#### [Do this]
Return the lines below exactly, starting with the line that contains "Question. Put a marker on each instance of the yellow taxi" and stopping after the last line.
##### Input rows #####
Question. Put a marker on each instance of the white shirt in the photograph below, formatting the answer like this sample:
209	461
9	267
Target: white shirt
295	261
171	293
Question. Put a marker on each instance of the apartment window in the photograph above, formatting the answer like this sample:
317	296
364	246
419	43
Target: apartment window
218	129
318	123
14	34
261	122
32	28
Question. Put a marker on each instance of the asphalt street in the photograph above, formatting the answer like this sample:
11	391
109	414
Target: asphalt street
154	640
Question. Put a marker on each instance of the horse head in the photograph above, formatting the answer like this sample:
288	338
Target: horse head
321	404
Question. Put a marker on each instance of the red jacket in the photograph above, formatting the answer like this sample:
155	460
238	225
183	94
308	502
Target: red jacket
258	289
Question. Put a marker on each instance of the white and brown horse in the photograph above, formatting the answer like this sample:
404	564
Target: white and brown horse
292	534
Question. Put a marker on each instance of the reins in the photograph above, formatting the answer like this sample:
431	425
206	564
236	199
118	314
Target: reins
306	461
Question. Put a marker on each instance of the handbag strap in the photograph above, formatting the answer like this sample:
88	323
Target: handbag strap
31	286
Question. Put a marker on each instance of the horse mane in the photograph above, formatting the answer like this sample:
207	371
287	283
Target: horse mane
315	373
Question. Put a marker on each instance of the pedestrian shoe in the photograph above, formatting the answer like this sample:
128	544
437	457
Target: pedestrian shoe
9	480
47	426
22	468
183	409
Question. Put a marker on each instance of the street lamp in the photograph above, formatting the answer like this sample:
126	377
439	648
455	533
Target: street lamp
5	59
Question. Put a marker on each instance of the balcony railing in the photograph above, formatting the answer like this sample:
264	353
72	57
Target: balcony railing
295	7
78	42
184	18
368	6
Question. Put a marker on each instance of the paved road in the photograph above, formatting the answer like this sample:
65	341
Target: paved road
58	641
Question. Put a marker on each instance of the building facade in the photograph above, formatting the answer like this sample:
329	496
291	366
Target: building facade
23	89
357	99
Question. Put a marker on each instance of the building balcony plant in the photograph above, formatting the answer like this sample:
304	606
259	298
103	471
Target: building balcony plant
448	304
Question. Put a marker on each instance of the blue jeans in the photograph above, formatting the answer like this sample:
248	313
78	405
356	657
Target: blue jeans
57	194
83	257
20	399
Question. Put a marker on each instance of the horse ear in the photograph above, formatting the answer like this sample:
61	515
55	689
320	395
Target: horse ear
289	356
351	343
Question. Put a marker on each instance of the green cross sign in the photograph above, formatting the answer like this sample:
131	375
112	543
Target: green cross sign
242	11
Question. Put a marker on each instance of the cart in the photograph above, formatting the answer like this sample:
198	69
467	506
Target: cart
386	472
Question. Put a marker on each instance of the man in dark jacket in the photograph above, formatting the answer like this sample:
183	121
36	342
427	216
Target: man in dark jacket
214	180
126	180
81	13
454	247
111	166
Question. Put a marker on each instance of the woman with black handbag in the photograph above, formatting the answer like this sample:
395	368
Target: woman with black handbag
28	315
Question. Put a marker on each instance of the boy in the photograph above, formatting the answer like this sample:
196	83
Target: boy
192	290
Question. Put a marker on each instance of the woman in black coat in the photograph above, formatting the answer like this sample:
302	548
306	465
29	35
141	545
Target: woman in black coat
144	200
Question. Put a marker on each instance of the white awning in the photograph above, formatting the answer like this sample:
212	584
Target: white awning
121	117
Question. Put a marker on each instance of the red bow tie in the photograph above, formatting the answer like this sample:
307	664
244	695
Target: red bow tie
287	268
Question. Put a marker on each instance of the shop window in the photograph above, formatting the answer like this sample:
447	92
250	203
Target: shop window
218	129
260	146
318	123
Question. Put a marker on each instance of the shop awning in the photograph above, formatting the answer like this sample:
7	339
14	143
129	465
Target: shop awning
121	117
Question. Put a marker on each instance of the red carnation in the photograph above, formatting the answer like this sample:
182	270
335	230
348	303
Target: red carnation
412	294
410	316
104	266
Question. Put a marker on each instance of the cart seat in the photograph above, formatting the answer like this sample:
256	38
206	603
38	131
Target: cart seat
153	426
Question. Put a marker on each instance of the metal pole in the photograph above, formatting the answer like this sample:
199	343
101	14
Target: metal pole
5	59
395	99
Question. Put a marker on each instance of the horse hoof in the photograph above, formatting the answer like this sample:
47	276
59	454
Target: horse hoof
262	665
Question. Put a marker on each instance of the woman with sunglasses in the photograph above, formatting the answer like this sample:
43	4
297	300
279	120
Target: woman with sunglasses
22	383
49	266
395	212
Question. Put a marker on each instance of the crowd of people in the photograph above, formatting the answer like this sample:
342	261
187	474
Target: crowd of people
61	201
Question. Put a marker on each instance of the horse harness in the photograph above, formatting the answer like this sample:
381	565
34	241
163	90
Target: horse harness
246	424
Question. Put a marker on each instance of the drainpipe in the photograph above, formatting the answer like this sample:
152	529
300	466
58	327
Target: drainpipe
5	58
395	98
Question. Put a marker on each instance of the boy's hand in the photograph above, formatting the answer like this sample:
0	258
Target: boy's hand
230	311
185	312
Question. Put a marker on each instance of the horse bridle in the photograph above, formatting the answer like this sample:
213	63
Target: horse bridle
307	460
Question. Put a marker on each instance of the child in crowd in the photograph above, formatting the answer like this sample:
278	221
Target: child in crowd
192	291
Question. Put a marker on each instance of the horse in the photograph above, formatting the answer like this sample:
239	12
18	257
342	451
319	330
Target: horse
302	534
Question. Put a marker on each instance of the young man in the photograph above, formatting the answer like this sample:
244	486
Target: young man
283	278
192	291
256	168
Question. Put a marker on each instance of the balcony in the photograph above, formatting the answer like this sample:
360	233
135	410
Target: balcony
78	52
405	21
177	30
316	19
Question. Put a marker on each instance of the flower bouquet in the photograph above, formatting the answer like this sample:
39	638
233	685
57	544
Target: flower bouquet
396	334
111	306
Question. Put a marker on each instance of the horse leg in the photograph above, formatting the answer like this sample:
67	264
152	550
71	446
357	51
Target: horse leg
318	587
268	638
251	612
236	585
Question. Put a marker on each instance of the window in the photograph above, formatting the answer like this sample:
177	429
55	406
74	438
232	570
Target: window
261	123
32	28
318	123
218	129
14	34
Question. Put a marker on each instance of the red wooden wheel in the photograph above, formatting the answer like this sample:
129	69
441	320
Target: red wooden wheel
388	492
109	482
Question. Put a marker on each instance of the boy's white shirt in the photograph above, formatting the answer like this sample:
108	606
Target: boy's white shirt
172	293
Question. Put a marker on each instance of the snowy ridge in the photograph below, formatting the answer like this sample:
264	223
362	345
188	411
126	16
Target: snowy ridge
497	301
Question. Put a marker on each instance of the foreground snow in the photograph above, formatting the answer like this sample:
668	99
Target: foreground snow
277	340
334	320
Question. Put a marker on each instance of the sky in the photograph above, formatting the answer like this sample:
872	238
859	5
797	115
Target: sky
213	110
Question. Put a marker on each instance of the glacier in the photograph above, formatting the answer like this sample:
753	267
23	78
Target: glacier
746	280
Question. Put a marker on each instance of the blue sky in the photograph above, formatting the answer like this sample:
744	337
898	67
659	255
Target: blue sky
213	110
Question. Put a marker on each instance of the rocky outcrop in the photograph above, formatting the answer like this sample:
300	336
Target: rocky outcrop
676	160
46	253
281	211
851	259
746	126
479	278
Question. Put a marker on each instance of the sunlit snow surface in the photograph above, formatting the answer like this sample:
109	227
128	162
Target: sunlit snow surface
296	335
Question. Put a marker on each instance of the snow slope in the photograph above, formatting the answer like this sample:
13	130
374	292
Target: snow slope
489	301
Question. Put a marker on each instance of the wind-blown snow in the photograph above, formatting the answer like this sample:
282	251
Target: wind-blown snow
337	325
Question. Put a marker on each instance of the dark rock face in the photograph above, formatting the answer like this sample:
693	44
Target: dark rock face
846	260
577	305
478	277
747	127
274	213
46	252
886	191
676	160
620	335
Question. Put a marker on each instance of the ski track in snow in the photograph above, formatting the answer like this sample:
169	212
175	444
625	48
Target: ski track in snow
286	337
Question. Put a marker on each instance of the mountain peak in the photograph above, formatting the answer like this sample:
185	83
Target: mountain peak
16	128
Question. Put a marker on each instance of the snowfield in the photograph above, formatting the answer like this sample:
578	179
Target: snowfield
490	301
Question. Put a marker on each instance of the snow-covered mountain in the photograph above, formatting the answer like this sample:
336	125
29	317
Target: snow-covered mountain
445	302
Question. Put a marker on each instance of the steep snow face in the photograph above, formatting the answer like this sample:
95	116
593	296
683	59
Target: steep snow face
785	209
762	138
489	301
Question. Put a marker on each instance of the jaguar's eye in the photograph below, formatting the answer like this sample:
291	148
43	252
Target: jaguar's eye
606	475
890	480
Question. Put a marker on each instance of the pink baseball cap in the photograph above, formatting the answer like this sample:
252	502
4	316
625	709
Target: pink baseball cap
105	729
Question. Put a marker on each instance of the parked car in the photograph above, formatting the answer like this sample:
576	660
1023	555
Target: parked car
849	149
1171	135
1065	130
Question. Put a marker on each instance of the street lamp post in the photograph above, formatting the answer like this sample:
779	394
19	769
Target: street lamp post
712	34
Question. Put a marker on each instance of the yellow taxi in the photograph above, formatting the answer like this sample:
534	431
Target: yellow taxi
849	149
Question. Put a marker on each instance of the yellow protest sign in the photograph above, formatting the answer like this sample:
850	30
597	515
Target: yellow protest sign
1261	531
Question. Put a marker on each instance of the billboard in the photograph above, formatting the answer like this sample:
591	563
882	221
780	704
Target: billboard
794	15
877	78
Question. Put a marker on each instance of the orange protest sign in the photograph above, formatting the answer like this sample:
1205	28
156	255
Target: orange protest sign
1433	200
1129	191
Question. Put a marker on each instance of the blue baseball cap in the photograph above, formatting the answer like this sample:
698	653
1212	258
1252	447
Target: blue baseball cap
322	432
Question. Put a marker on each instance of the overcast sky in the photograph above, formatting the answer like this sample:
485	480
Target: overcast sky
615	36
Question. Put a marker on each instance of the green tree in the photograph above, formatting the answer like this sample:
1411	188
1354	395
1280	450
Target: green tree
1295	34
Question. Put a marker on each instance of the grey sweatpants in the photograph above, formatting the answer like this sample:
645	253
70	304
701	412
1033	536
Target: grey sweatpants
#####
#### [Finished task]
Question. Put a marker on each instance of the yellow taxi in the photograph above, formatting the answer like this sample:
534	431
Target: yellow taxi
849	149
Question. Put a marker on each instance of the yellow protest sign in the photograph above, formatting the answer like this sample:
850	30
597	515
Target: yellow protest sign
1261	531
Question. Put a marker on each instance of the billboard in the photograph above, formatting the answer like this sample:
591	563
882	221
780	704
Target: billboard
794	15
877	78
Question. Put a marker on each instance of the orange protest sign in the photograph above, formatting the answer like this sample:
1205	28
156	255
Target: orange protest sign
1433	200
1129	191
Question. Put a marker on each instance of the blue baseball cap in the photograph above, formatting the answer like this sample:
698	653
1212	258
1252	447
Target: blue baseball cap
322	432
Question. Put a marker on each instance of the overcast sky in the photograph above, formatting the answer like this sample:
485	480
Target: overcast sky
615	36
Question. Put a marker on each instance of the green tree in the photograph above, formatting the answer like this sample:
1411	188
1354	395
1280	450
Target: green tree
1295	34
Question. Put a marker on each instance of the grey sweatpants in the photograph above, formatting the answer like this sample:
645	253
70	304
701	412
1033	536
Target: grey sweatpants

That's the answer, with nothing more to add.